■ **WHAT IS NEEDED**
Copy the data from the beginning through the line containing "[[141, 153]]", with "wax seal" replaced by "metal seal" wherever it occurs and all else left as is.

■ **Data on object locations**
══════════════════════════════
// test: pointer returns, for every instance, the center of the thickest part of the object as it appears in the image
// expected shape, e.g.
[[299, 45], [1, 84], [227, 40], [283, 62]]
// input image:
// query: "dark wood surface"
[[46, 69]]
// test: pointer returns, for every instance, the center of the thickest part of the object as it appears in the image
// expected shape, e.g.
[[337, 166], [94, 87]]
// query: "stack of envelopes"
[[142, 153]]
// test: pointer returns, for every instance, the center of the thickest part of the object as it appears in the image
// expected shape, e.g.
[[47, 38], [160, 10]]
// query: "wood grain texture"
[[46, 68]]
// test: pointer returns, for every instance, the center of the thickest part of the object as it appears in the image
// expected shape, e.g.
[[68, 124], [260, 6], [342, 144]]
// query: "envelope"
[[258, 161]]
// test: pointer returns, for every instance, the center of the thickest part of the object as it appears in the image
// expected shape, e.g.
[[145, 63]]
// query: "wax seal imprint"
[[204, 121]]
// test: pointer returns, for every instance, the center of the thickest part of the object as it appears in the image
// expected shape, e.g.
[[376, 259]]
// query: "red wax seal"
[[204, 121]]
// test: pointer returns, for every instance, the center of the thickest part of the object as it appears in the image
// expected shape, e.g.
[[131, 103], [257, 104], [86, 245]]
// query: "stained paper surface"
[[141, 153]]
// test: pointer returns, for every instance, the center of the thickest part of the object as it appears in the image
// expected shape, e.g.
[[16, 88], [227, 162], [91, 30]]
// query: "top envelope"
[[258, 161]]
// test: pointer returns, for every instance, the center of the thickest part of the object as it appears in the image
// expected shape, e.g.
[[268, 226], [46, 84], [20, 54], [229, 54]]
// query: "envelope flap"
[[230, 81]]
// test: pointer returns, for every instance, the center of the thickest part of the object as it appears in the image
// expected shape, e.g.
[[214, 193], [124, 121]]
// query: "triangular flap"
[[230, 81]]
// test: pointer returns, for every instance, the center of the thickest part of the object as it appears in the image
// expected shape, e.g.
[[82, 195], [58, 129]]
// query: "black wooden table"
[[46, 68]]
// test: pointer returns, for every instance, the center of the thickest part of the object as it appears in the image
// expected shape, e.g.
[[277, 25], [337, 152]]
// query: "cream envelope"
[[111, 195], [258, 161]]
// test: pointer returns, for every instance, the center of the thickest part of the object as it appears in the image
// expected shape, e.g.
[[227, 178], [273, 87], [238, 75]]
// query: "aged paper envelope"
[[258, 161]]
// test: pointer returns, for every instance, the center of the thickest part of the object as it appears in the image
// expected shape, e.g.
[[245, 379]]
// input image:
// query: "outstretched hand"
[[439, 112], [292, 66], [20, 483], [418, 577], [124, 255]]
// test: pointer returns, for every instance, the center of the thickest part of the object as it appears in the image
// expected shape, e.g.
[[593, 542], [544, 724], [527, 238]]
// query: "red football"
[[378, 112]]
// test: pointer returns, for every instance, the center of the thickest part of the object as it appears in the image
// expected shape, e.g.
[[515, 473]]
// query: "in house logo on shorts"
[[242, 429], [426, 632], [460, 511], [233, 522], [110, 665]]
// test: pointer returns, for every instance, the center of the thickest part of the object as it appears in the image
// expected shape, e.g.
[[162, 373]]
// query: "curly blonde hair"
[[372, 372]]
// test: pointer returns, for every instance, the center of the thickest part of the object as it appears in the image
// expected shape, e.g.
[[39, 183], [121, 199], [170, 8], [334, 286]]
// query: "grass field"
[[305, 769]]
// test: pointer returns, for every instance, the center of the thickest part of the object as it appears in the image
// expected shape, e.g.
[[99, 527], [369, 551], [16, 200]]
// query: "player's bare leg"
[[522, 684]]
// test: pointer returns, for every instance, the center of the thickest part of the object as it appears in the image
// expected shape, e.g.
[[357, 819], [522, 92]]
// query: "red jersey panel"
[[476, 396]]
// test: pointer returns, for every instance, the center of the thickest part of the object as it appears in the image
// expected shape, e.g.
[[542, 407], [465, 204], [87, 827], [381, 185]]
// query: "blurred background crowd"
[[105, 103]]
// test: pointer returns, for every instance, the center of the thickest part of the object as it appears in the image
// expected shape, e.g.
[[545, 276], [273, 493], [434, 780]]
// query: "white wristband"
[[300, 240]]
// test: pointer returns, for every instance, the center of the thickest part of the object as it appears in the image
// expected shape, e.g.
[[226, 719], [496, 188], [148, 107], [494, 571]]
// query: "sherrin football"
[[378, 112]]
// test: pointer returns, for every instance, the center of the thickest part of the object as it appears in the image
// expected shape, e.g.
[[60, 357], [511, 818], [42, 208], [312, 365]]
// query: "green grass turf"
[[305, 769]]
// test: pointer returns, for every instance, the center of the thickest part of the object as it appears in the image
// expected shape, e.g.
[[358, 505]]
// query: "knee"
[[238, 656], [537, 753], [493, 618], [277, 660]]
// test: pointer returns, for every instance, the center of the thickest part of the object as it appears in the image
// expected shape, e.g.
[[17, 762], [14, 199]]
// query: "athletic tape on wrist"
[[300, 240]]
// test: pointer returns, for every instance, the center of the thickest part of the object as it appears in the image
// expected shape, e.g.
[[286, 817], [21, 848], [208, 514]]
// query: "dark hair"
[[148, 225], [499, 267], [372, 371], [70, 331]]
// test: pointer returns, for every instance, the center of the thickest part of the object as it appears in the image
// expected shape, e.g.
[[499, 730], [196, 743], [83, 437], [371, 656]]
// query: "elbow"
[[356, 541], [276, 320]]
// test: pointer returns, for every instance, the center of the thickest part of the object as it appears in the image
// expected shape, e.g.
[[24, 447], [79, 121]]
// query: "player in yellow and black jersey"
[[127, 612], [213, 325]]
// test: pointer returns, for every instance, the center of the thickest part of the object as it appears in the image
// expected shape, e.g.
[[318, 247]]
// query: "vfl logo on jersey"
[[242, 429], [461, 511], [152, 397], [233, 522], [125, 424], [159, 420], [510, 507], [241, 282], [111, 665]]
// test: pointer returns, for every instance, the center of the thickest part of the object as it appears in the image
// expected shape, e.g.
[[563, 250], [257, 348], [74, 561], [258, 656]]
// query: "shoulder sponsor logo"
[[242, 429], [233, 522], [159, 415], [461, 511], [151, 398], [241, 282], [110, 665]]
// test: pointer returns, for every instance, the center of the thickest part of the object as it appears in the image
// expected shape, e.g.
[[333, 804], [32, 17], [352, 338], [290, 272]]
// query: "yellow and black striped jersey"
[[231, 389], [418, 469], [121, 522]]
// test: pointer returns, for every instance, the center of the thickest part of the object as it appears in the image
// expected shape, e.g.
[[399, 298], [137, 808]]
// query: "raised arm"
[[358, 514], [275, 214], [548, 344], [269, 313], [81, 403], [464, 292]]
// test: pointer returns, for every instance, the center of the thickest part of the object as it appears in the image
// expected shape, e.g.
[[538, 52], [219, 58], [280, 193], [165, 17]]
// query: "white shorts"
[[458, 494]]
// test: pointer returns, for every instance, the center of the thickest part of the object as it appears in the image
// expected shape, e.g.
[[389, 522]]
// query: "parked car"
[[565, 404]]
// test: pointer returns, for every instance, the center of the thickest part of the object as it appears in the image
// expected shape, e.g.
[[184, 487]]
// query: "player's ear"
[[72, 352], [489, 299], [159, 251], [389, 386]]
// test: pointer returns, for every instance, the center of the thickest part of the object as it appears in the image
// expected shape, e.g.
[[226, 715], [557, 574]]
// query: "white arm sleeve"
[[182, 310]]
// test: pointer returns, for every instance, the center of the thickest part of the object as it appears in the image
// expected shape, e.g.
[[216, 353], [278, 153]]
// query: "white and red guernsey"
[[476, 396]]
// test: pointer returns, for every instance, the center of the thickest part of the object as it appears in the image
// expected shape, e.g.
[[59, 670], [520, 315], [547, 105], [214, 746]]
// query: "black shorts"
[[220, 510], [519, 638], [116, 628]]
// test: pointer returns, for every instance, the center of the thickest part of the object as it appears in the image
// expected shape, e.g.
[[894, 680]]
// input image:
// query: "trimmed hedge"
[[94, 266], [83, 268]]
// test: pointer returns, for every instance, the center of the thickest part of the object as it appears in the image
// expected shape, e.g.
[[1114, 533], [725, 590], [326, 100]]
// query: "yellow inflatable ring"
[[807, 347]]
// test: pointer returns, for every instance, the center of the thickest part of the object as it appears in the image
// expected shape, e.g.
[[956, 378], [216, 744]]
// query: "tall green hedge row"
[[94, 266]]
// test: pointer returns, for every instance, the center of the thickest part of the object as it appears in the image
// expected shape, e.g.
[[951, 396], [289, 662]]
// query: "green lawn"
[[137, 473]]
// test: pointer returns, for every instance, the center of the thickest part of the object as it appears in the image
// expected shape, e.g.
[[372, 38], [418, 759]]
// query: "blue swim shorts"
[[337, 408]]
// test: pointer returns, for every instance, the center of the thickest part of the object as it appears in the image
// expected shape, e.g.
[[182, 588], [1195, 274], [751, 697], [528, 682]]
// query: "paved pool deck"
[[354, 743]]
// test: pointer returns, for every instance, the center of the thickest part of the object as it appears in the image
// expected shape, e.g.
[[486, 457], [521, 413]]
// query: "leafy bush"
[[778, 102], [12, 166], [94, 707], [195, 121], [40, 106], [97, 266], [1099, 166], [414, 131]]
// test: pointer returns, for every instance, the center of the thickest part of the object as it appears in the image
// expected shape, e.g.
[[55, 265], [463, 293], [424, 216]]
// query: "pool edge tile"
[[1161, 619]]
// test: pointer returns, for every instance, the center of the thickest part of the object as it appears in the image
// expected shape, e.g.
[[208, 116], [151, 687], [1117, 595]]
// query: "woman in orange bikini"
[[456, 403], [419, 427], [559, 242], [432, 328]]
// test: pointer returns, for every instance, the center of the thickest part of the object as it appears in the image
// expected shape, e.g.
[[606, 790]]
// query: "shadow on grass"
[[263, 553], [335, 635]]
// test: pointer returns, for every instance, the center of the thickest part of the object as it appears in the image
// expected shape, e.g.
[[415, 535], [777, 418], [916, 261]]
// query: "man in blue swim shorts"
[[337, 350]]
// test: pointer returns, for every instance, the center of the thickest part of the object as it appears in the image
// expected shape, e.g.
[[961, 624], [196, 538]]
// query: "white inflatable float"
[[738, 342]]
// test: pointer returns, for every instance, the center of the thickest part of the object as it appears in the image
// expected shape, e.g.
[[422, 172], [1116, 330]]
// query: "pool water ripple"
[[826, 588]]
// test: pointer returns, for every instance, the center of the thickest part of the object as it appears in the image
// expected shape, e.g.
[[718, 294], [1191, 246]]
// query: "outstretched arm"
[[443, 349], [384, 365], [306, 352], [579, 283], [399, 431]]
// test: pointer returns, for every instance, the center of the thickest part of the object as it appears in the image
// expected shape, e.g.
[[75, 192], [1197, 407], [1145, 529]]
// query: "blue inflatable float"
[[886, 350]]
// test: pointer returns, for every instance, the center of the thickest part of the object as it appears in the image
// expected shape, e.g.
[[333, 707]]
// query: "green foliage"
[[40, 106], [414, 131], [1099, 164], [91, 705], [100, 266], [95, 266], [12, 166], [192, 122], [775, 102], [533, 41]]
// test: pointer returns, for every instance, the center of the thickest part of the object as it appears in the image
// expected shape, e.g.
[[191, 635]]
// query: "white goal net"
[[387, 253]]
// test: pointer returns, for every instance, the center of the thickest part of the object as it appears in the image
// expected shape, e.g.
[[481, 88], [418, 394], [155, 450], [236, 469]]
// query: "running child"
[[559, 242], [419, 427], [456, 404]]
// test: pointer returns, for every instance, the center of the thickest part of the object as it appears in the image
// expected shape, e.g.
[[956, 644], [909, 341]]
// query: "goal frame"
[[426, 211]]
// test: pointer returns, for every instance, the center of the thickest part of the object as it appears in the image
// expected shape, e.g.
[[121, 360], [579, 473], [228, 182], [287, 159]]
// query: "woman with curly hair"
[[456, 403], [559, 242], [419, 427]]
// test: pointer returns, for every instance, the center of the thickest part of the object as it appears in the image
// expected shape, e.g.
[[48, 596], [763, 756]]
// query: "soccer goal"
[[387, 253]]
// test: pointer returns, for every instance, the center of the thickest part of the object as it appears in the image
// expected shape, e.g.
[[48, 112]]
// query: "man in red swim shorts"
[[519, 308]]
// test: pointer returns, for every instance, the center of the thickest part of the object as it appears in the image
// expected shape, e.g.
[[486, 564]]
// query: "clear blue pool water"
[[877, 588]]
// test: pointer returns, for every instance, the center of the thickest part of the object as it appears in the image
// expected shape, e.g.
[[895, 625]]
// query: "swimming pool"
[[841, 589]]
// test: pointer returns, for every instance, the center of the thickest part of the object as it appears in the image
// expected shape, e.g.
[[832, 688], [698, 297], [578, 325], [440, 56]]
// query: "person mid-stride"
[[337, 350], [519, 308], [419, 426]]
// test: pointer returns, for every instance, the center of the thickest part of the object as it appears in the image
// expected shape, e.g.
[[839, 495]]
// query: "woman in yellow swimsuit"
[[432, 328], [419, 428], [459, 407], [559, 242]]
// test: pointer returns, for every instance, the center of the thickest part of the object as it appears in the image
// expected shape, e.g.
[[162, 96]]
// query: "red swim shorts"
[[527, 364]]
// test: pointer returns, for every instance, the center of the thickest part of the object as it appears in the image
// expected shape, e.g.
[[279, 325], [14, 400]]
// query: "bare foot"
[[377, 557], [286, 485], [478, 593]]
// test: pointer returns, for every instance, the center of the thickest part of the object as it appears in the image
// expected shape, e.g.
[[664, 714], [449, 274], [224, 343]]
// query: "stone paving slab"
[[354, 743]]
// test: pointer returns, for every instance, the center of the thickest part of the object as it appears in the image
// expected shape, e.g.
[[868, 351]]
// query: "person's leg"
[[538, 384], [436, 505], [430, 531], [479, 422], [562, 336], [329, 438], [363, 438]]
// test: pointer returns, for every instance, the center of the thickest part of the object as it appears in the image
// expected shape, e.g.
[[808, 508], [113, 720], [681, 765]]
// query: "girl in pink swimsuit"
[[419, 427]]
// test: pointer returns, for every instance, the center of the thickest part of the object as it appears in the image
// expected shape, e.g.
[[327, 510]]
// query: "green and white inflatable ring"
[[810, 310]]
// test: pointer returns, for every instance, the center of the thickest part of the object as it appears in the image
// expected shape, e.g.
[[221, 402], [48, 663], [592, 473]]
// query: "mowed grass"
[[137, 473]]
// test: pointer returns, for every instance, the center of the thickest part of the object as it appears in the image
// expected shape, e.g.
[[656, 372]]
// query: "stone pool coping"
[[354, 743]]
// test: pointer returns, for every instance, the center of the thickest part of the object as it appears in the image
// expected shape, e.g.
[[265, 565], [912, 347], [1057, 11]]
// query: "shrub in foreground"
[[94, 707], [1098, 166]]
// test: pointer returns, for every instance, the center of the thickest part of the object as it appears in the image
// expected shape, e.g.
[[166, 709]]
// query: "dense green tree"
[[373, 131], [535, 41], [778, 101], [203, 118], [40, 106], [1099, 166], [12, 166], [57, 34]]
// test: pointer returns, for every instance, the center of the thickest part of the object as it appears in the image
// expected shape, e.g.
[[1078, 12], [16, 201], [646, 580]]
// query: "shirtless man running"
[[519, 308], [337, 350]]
══════════════════════════════
■ **FINAL RESULT**
// test: pointer returns, for every instance, the center of the thickest part of the object as it appears in the image
// expected shape, e.g.
[[299, 45], [1, 84], [227, 40], [283, 62]]
// input image:
// query: "dark wood surface"
[[46, 69]]
// test: pointer returns, for every instance, the center of the thickest part of the object as it appears in the image
// expected shape, e.g.
[[337, 166], [94, 87]]
// query: "stack of envelopes"
[[142, 153]]
// test: pointer returns, for every instance, the center of the thickest part of the object as it appears in the image
// expected shape, e.g.
[[47, 38], [160, 10]]
// query: "wood grain texture"
[[46, 68]]
// test: pointer returns, for every instance, the center of the thickest part of the object as it appears in the image
// expected shape, e.g.
[[68, 124], [260, 6], [342, 144]]
// query: "envelope"
[[258, 161]]
// test: pointer returns, for every instance, the center of the thickest part of the object as it appears in the image
// expected shape, e.g.
[[145, 63]]
// query: "metal seal imprint"
[[204, 121]]
// test: pointer returns, for every instance, the center of the thickest part of the object as it appears in the image
// expected shape, e.g.
[[376, 259]]
// query: "red metal seal"
[[204, 121]]
// test: pointer returns, for every instance, the center of the thickest part of the object as it appears in the image
// expected shape, e.g.
[[131, 103], [257, 104], [86, 245]]
// query: "stained paper surface"
[[141, 153]]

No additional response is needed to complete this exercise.